**Activities**:
1. Answer these from the o1 text, one line each:
(a) What percentile did GPT-4o reach in CodeForces programming competition coding?
(b) For physics on GPQA, what scores are given for GPT-4o and o1?
(c) What does o1 learn to break down tricky steps into?
2. Write out the o1 text from "To put that" to "68.6 to 94.2.", swapping "GPT-4o" for "the earlier model" each time it appears.

OpenAI has created a new large language model that they call "o1", which has been "trained with reinforcement learning to perform complex reasoning." "o1 thinks before it answers -- it can produce a long internal chain of thought before responding to the user."
"OpenAI o1 ranks in the 89th percentile on competitive programming questions (Codeforces), places among the top 500 students in the US in a qualifier for the USA Math Olympiad (AIME), and exceeds human PhD-level accuracy on a benchmark of physics, biology, and chemistry problems (GPQA).
To put that in comparison, GPT-4o was at the 11th percentile for CodeForces programming competition coding. So between GPT-4o and o1 the improvement was from 11th percentile to 89th.
For AIME 2024, the improvement from GPT-4o to o1 was from 13.4-the percentile to 83.3-rd percentile.
For GPQA, for biology it's 63.2 to 68.4, for chemistry it's 43.0 to 65.6, for physics it's 68.6 to 94.2.
Quoting further:
"Our large-scale reinforcement learning algorithm teaches the model how to think productively using its chain of thought in a highly data-efficient training process. We have found that the performance of o1 consistently improves with more reinforcement learning (train-time compute) and with more time spent thinking (test-time compute). The constraints on scaling this approach differ substantially from those of LLM pretraining, and we are continuing to investigate them."
"Similar to how a human may think for a long time before responding to a difficult question, o1 uses a chain of thought when attempting to solve a problem. Through reinforcement learning, o1 learns to hone its chain of thought and refine the strategies it uses. It learns to recognize and correct its mistakes. It learns to break down tricky steps into simpler ones. It learns to try a different approach when the current one isn't working. This process dramatically improves the model's ability to reason."

**Data excerpts**:
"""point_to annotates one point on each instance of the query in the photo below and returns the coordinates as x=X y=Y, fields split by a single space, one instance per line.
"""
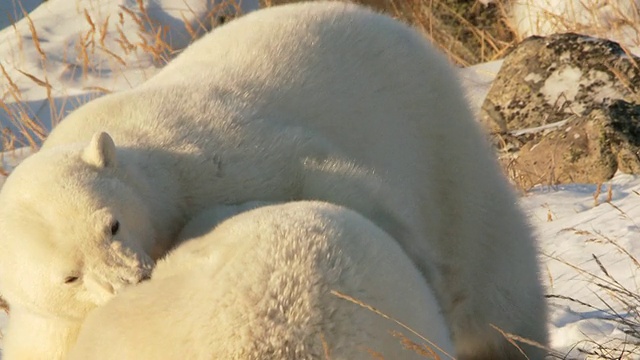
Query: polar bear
x=263 y=285
x=319 y=101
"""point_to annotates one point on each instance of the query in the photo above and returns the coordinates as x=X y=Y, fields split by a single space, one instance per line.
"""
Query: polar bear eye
x=70 y=279
x=115 y=227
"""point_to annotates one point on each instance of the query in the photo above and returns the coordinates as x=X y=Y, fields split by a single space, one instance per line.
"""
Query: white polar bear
x=324 y=101
x=260 y=286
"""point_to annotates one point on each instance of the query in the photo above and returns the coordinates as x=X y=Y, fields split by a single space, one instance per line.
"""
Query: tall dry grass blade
x=397 y=322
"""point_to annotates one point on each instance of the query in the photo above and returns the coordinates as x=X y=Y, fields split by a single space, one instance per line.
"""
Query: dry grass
x=465 y=30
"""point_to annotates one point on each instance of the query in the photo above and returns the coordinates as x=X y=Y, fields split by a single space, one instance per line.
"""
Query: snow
x=573 y=227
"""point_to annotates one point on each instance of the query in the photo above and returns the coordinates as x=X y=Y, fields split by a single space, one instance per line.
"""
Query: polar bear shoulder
x=266 y=287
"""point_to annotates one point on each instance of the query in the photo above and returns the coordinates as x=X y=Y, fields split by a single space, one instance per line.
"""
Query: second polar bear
x=319 y=101
x=262 y=285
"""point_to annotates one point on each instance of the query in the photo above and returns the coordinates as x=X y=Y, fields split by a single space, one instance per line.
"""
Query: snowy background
x=69 y=51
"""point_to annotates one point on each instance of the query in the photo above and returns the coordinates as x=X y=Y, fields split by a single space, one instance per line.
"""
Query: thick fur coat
x=260 y=286
x=324 y=101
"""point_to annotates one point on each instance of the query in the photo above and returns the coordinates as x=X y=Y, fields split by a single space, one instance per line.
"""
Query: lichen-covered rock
x=565 y=109
x=588 y=149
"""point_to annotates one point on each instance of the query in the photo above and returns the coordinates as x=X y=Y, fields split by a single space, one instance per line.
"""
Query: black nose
x=145 y=276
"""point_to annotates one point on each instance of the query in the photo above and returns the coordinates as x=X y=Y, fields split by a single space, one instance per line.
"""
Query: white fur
x=261 y=289
x=308 y=101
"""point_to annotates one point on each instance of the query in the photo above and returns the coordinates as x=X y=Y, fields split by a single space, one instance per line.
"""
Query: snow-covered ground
x=574 y=228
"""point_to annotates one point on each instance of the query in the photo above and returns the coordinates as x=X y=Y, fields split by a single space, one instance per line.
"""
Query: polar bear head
x=73 y=230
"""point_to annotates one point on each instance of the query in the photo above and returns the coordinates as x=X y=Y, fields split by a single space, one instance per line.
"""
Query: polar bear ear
x=101 y=151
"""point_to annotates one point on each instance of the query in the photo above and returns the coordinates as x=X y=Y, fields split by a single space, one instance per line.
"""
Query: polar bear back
x=269 y=294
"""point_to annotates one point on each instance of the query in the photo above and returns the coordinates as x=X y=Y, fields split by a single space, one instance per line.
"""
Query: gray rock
x=565 y=109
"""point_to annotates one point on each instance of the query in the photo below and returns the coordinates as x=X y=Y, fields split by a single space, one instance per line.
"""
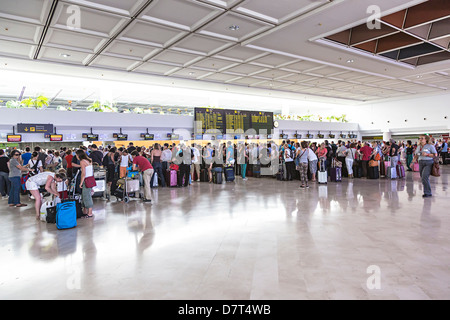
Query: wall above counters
x=72 y=124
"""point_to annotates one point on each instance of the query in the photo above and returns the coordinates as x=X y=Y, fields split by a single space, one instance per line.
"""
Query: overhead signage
x=14 y=138
x=56 y=137
x=34 y=128
x=148 y=136
x=90 y=136
x=120 y=136
x=222 y=120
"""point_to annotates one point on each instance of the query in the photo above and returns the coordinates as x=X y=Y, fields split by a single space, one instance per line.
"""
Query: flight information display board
x=210 y=119
x=222 y=119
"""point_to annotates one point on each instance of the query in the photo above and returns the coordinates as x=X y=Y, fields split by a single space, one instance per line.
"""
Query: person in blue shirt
x=444 y=152
x=26 y=156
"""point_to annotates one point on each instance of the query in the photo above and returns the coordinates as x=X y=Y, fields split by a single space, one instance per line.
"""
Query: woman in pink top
x=366 y=152
x=322 y=154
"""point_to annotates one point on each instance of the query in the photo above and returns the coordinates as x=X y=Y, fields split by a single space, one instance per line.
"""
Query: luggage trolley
x=129 y=187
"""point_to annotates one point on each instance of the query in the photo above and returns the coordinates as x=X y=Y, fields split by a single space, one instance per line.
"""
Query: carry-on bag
x=66 y=215
x=229 y=174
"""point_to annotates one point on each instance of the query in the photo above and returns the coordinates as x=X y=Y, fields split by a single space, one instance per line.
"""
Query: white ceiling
x=272 y=49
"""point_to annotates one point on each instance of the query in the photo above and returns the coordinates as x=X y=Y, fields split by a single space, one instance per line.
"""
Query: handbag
x=89 y=182
x=373 y=163
x=436 y=169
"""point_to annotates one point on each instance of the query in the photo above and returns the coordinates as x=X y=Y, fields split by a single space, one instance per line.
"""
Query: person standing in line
x=142 y=163
x=409 y=154
x=15 y=173
x=312 y=160
x=87 y=170
x=393 y=153
x=425 y=154
x=303 y=164
x=5 y=184
x=289 y=155
x=349 y=158
x=156 y=155
x=444 y=152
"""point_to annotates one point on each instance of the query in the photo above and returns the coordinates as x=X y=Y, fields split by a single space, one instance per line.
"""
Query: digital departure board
x=210 y=119
x=222 y=119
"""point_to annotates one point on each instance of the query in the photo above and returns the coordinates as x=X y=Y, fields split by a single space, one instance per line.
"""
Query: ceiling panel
x=234 y=27
x=188 y=15
x=151 y=34
x=277 y=11
x=33 y=11
x=19 y=31
x=92 y=21
x=201 y=45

**Answers given**:
1.
(a) The 11th percentile.
(b) 68.6 for GPT-4o and 94.2 for o1.
(c) Simpler ones.

2.
To put that in comparison, the earlier model was at the 11th percentile for CodeForces programming competition coding. So between the earlier model and o1 the improvement was from 11th percentile to 89th.
For AIME 2024, the improvement from the earlier model to o1 was from 13.4-the percentile to 83.3-rd percentile.
For GPQA, for biology it's 63.2 to 68.4, for chemistry it's 43.0 to 65.6, for physics it's 68.6 to 94.2.